### SELECTED PASSAGE

Info on Smalltalk DSLs or Metaprogramming...

Ramon Leon ramon.leon at allresnet.com
Wed Aug 30 17:39:18 UTC 2006


> Part of the problem is different people seem to have 
> different interpretations of what a DSL is. In some 
> definitions, any significantly complicated project becomes a 
> DSL (or at least any well- written project). 

This is the definition I think most of us have.  We should be more explicit
and call them embedded DSL.

Lispers write DSL's with macro's, bending lisp to the problem domain, but
it's still valid Lisp.  Smalltalker's write DSL's with blocks and Objects,
also bending the language to the problem domain, but it's still valid
Smalltalk.  There's value in making a distinction between a DSL, and an
embedded DSL, Lispers and Smalltalkers generally mean embedded DSL when they
say DSL.  They're talking about extending the language, as is, without
changing it's syntax.

######
### EXTRACTED INFORMATION

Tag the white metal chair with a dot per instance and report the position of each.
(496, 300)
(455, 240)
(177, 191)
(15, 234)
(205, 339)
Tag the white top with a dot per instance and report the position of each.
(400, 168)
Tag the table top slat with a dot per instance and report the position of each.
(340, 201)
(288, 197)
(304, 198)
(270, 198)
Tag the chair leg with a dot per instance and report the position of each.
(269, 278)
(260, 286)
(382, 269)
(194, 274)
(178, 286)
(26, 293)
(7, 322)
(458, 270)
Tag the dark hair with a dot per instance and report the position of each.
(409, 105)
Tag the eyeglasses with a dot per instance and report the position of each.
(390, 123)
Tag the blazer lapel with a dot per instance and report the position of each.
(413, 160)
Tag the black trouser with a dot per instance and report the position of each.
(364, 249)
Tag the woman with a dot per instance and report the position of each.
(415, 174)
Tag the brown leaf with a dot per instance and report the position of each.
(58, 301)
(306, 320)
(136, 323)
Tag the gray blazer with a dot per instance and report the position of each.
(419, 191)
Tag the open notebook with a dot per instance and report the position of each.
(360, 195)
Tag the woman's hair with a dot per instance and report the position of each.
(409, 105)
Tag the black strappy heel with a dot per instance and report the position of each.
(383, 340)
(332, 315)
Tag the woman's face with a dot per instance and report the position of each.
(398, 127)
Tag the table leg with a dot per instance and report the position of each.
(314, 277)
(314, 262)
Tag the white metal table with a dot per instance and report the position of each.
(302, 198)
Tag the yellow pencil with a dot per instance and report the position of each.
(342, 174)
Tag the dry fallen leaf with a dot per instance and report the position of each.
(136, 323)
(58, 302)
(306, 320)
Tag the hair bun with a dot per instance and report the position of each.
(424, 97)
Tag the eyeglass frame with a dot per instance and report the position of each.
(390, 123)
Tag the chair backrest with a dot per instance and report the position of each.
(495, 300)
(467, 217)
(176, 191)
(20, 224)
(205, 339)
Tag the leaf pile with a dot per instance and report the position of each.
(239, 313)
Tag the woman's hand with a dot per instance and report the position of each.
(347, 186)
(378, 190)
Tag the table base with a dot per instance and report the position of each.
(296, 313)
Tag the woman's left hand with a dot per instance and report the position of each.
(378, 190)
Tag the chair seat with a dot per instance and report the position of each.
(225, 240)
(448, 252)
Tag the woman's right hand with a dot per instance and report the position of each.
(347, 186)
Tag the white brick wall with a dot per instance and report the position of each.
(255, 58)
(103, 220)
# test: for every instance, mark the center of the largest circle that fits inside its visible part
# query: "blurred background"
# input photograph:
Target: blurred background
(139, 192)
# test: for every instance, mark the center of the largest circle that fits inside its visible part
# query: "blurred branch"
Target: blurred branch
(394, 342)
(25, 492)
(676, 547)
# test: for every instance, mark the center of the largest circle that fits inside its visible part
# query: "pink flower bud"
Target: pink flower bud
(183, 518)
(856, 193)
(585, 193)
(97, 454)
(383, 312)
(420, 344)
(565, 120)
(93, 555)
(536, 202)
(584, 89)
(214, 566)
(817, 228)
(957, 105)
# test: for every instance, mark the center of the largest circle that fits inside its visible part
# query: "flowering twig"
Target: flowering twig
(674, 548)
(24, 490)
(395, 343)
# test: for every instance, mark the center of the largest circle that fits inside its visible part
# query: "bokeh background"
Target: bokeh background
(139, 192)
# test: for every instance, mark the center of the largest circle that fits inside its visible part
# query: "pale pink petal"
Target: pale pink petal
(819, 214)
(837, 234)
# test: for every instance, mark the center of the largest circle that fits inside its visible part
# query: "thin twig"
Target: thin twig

######

THE TASKS
#1 According to the mailing-list post on Smalltalk DSLs, what do Smalltalkers use to write DSLs?
#2 Tally the lines of the entries that contain the string "table", treating case as significant, and give only the number.

COMPLETE ANSWERS
#1 Blocks and Objects.

#2 4